[Start of Task inputs]

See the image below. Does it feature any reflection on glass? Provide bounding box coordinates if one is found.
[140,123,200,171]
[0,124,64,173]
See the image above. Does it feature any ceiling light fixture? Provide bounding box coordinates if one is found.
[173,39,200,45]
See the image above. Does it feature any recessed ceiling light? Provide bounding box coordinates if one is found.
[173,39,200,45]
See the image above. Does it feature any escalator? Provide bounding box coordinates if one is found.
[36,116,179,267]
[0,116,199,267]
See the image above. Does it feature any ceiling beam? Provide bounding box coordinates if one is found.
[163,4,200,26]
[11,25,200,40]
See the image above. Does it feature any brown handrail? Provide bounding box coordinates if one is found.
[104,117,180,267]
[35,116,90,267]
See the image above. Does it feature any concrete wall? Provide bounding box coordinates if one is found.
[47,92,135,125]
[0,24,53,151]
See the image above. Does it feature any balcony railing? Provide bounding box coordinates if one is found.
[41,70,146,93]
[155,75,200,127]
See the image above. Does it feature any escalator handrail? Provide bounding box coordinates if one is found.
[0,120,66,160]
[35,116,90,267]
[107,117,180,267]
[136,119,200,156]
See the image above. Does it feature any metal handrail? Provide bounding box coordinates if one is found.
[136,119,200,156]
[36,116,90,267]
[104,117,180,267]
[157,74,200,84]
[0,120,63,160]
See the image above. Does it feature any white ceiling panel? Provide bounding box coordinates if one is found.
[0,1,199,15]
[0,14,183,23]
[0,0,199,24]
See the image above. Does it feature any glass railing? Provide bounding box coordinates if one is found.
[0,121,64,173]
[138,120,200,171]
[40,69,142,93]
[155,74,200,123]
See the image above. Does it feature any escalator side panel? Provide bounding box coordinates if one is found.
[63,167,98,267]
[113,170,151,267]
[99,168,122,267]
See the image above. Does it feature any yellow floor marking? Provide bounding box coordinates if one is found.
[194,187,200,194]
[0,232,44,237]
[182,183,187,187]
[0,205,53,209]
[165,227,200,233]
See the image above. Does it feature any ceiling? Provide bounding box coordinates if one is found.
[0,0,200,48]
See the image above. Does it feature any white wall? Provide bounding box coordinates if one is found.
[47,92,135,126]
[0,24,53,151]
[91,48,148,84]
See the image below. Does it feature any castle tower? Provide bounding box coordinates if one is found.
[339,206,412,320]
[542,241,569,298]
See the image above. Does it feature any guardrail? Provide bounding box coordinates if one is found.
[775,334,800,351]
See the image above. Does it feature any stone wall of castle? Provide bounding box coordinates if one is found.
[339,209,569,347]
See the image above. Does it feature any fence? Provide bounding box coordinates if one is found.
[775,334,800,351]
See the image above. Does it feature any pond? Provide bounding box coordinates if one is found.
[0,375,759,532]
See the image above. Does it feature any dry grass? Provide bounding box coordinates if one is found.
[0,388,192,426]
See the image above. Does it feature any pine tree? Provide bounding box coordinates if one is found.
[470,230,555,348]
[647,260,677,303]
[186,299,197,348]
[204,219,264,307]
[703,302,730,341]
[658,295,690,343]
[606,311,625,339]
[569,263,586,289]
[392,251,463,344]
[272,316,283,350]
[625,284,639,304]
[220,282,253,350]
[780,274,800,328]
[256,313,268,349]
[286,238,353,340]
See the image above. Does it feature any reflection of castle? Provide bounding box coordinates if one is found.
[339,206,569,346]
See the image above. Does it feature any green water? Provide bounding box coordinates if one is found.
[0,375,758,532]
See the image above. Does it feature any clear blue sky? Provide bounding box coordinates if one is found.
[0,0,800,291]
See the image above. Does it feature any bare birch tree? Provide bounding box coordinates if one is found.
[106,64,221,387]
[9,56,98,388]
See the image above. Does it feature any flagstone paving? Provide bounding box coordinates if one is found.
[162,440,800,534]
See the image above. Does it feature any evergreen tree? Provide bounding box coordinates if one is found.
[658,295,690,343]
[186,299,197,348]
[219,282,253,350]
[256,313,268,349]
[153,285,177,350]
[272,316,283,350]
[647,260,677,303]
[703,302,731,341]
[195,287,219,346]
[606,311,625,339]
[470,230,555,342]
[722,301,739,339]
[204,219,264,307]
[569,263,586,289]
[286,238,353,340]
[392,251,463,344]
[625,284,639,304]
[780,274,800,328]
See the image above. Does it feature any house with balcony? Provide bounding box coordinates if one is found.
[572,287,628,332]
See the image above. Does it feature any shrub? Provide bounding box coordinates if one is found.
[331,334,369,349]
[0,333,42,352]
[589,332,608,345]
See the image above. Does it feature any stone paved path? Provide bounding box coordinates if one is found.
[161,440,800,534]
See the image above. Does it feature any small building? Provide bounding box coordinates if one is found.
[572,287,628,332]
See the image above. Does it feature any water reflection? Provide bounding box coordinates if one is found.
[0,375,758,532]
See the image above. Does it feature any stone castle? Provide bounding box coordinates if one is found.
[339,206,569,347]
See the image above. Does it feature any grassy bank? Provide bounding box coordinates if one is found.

[End of Task inputs]

#### Task:
Pull out all of the entries above and reproduce each one word for word, with nothing added or changed.

#### Output below:
See the image below. Does it feature any reflection on glass? Provide bounding box coordinates if one is found.
[140,123,200,171]
[0,124,64,173]
See the image above. Does it feature any ceiling light fixture? Provide bounding box coordinates if one is found.
[173,39,200,45]
See the image above. Does it feature any recessed ceiling light? Provide bounding box coordinates if one is found.
[173,39,200,45]
See the image above. Does it feature any escalator? Provide bounding box coordinates if one is found.
[36,116,179,267]
[0,116,199,267]
See the image above. Does it feature any ceiling beam? Provide bounding box coordinates if one is found.
[163,4,200,26]
[11,25,200,40]
See the image above. Does it feature any brown handrail? Provide bounding box coordinates if one is found.
[104,117,180,267]
[35,116,90,267]
See the image above. Does it feature any concrete wall? Provide bounding box coordinates if one is found.
[47,92,135,125]
[0,24,53,151]
See the image above. Does it feature any balcony railing? Provide bounding box coordinates if one is found.
[41,70,146,93]
[155,75,200,127]
See the image above. Does it feature any escalator handrail? Provide bounding box coordinates if one is found.
[0,120,66,160]
[35,116,90,267]
[107,117,180,267]
[136,119,200,156]
See the image above. Does it feature any metal handrail? Provide bounding box coordinates if one is found.
[136,119,200,156]
[36,116,90,267]
[104,117,180,267]
[157,74,200,84]
[0,120,63,160]
See the image above. Does it feature any white ceiling panel? Provide bounding box coordinates if one is found.
[0,1,199,15]
[0,14,183,23]
[0,0,199,24]
See the image above. Does it feature any glass railing? Provide bounding box coordinates if one is found.
[0,121,64,173]
[138,120,200,171]
[40,69,142,93]
[155,74,200,123]
See the image above. Does it feature any escalator side panel? Provide bounding box coordinates if one is found.
[63,167,98,267]
[113,170,151,267]
[99,168,122,267]
See the image above. Does it feature any yellow floor marking? Provide bounding box coordinates if one is found.
[194,187,200,194]
[0,232,44,237]
[182,183,187,187]
[0,205,53,209]
[165,227,200,233]
See the image above. Does it feature any ceiling? Provide bounding box coordinates if one is found.
[0,0,200,48]
See the image above. Does it feature any white wall? Provide bounding box coordinates if one is found.
[47,92,135,126]
[0,24,53,151]
[91,48,148,84]
See the image below. Does it feature any castle tower? Provide bounding box coordinates if one is found.
[339,206,412,320]
[542,241,569,298]
See the image above. Does it feature any guardrail? Provide bounding box coordinates if one is found.
[775,334,800,351]
See the image above. Does it feature any stone wall of castle? Provide bounding box coordinates if one is found.
[339,209,569,347]
See the image above. Does it feature any fence? Provide bounding box coordinates if one is found.
[775,334,800,351]
See the image above. Does it feature any pond? Provide bounding box coordinates if one is found.
[0,375,759,532]
See the image above. Does it feature any dry grass? Provide bounding box coordinates if one is found.
[0,388,192,426]
See the image above. Does it feature any pine tree? Provide bounding box coordinates if one is found.
[470,230,555,348]
[647,260,677,303]
[186,299,197,348]
[204,219,264,307]
[703,302,730,341]
[658,295,690,343]
[606,311,625,339]
[569,263,586,289]
[392,251,463,344]
[272,316,283,350]
[625,284,639,304]
[220,282,253,350]
[780,274,800,328]
[256,313,268,349]
[286,238,353,340]
See the image above. Does it feature any reflection of castle? Provide bounding box coordinates if one is found.
[339,206,569,346]
See the image above. Does it feature any green water? Provide bounding box coordinates if one is found.
[0,375,758,532]
See the image above. Does it feature any clear blue sky? Provide bounding box coordinates if one is found.
[0,0,800,291]
See the image above. Does it feature any bare birch tree? Provide bounding box coordinates if one is found.
[106,64,221,387]
[9,56,98,388]
See the image above. Does it feature any flagstone paving? Provide bounding box coordinates if one is found.
[162,440,800,534]
See the image above. Does it feature any evergreen tree? Provide bounding box coordinates if one is found.
[658,295,690,343]
[186,299,197,348]
[219,282,253,350]
[256,313,268,349]
[153,285,177,350]
[272,316,283,350]
[647,260,677,303]
[703,302,731,341]
[195,287,219,346]
[606,311,625,339]
[470,230,555,342]
[722,301,739,339]
[204,219,264,307]
[569,263,586,289]
[286,238,353,340]
[392,251,463,344]
[625,284,639,304]
[780,274,800,328]
See the image above. Does it feature any house with balcony? Provide bounding box coordinates if one is found.
[572,287,628,332]
See the image above. Does it feature any shrub? Provide bounding box coordinates if one is found.
[331,334,369,349]
[0,333,42,352]
[589,332,608,345]
See the image above. Does it feature any stone paved path? Provide bounding box coordinates if one is found.
[161,440,800,534]
See the image above. Does it feature any small building? Provide bounding box coordinates if one is found.
[572,287,628,332]
See the image above. Does it feature any water reflection? Provide bounding box coordinates if one is found.
[0,375,758,532]
See the image above. Does it feature any stone castle? Provide bounding box coordinates if one is found.
[339,206,569,347]
See the image above. Does it feature any grassy bank? Provide bounding box coordinates if one is found.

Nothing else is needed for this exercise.